• _WHAT THIS EXERCISE ASKS_
- 1) What thread title appears on each timestamped line of the forum thread?
- 2) Return, word for word, the part of the forum thread that begins at the words "5/17/2006 11:24:20 AM" and stops after "7:59:10 PM So Why Didn't It Work Out?".

• _GIVEN TEXT_
----------------------------------------
Oh hell, forget that. Would you just kick me to the curb after your done with me?
LOL! Krazz

5/16/2006 12:27:03 PM So Why Didn't It Work Out?  

chucky_t

And Krazz wanted me to teach him to be a slut?

That man don't need no teaching, he comes by it naturally...LOL

5/16/2006 7:37:17 PM So Why Didn't It Work Out?  

krazz

Slutbag here
King Krazz - King of ______

5/17/2006 11:24:20 AM So Why Didn't It Work Out?  

unslightlynorml

Shoot cowboy, I don't respect you now. Why would you expect that to change just 'cause we played "warm the popsicle" ? Lol Kat

5/17/2006 7:59:10 PM So Why Didn't It Work Out?  

krazz

Damn, and I was going to play, "Feed the Kitty!"
----------------------------------------
• _MATERIAL PROVIDED_
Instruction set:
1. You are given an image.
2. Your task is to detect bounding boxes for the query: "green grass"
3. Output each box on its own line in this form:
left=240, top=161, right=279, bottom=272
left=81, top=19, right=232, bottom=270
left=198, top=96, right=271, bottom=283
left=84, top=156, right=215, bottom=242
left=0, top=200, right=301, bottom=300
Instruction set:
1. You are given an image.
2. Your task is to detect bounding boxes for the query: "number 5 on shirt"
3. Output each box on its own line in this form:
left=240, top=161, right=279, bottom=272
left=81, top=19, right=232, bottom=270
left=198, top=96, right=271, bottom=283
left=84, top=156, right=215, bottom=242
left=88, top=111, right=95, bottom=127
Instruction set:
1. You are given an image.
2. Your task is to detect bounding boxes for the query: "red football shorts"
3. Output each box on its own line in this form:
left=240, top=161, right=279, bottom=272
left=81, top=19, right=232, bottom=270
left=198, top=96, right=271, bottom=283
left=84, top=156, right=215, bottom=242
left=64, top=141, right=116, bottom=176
----------------------------------------
• _EXPECTED RESPONSES_
- 1) So Why Didn't It Work Out?

- 2)
5/17/2006 11:24:20 AM So Why Didn't It Work Out?  

unslightlynorml

Shoot cowboy, I don't respect you now. Why would you expect that to change just 'cause we played "warm the popsicle" ? Lol Kat

5/17/2006 7:59:10 PM So Why Didn't It Work Out?